What the task requires:
Only the lines from the line holding "ground, then give the position of each instance." to the last line should be output, each exactly as given.

Supplied records:
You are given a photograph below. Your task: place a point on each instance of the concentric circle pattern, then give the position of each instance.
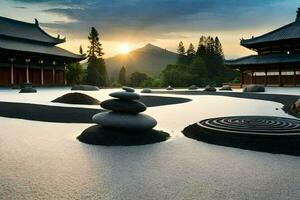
(265, 125)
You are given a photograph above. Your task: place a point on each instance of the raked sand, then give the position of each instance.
(41, 160)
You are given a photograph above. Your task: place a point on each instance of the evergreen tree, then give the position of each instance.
(80, 50)
(181, 53)
(96, 70)
(122, 76)
(190, 53)
(95, 49)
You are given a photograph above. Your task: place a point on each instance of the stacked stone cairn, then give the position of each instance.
(123, 123)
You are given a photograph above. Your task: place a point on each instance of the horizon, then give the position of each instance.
(139, 24)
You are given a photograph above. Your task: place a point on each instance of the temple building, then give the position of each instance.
(277, 62)
(29, 54)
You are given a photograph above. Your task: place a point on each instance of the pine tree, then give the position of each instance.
(181, 54)
(80, 50)
(96, 69)
(95, 49)
(122, 76)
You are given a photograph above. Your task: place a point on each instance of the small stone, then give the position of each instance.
(254, 88)
(125, 95)
(193, 87)
(209, 88)
(28, 90)
(226, 88)
(128, 89)
(125, 121)
(123, 106)
(146, 90)
(85, 87)
(169, 88)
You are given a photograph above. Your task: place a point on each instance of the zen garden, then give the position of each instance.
(132, 109)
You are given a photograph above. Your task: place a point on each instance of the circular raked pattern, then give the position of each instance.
(259, 125)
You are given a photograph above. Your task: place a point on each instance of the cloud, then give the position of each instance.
(144, 19)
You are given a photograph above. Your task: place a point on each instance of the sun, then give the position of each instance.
(124, 48)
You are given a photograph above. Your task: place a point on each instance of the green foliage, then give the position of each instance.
(177, 76)
(201, 67)
(137, 78)
(96, 70)
(95, 49)
(122, 76)
(74, 73)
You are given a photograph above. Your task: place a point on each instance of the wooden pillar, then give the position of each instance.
(294, 77)
(12, 70)
(27, 70)
(53, 72)
(280, 78)
(266, 77)
(42, 72)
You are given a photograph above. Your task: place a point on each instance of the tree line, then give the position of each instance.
(199, 66)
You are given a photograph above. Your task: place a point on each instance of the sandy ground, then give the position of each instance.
(40, 160)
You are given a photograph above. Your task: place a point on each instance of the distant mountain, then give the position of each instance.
(149, 59)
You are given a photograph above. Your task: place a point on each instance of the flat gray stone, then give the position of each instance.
(209, 88)
(28, 90)
(254, 88)
(125, 121)
(128, 89)
(169, 88)
(146, 90)
(125, 95)
(123, 106)
(85, 87)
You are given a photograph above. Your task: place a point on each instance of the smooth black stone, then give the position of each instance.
(209, 88)
(98, 135)
(123, 106)
(85, 87)
(226, 88)
(128, 121)
(125, 95)
(77, 98)
(128, 89)
(254, 88)
(146, 90)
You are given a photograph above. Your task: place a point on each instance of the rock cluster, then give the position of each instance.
(169, 88)
(254, 88)
(27, 88)
(123, 123)
(146, 90)
(226, 88)
(193, 87)
(209, 88)
(85, 87)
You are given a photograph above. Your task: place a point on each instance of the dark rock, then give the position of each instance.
(146, 90)
(125, 121)
(85, 87)
(125, 95)
(193, 87)
(209, 88)
(123, 106)
(226, 88)
(128, 89)
(77, 98)
(98, 135)
(169, 88)
(254, 88)
(28, 90)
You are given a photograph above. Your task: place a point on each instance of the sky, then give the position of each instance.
(135, 23)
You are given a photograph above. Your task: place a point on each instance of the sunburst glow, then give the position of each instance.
(124, 48)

Exercise output:
You are given a photograph above. Your task: place a point on each instance of the sandy ground, then give the position of each instance.
(40, 160)
You are given a photograph above. Your task: place a point on each instance of the distant mountain, then give the position of each instance.
(149, 59)
You are given a photograph above. Your task: place a point on each instance of the flat gray stone, then give the position of each instance.
(209, 88)
(28, 90)
(254, 88)
(125, 121)
(128, 89)
(169, 88)
(146, 90)
(125, 95)
(123, 106)
(85, 87)
You are given a photograph above. Your task: place a point on each instance of the smooth black stone, then give the position of each instance.
(209, 88)
(98, 135)
(123, 106)
(85, 87)
(226, 88)
(128, 121)
(125, 95)
(77, 98)
(128, 89)
(254, 88)
(146, 90)
You are given a photograph above. Your task: place a point on each instance of the rock cluster, then give the position of each instance.
(169, 88)
(254, 88)
(27, 88)
(123, 123)
(146, 90)
(226, 88)
(193, 87)
(209, 88)
(85, 87)
You are given a photograph above. Your task: place a point on each instance of the dark rock, then give the position of each instance.
(146, 90)
(125, 121)
(85, 87)
(125, 95)
(193, 87)
(209, 88)
(123, 106)
(226, 88)
(128, 89)
(77, 98)
(98, 135)
(169, 88)
(254, 88)
(28, 90)
You are given a photograph above. Your task: place a point on each instance of the sky, then give the position of each instance.
(135, 23)
You are given a photograph above. Your task: place a point on each instance of the sunburst glow, then give the position of each instance.
(124, 48)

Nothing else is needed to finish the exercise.